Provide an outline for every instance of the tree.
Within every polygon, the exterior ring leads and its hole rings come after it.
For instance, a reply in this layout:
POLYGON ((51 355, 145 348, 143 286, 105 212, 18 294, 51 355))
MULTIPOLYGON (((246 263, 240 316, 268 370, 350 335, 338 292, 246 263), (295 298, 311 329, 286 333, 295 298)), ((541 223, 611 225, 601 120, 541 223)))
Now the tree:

··········

> _EXERCISE_
An exact copy of every record is needed.

> _RESPONSE_
Provide an outline for every instance of the tree.
Within every polygon, the exterior ring leads and its hole rings come after it.
For instance, a reply in this layout:
POLYGON ((51 355, 145 348, 143 286, 105 212, 18 294, 51 355))
MULTIPOLYGON (((246 263, 240 316, 268 370, 350 335, 338 292, 246 263), (295 298, 311 329, 286 333, 295 298)), ((541 223, 611 225, 601 120, 541 223)))
Now the tree:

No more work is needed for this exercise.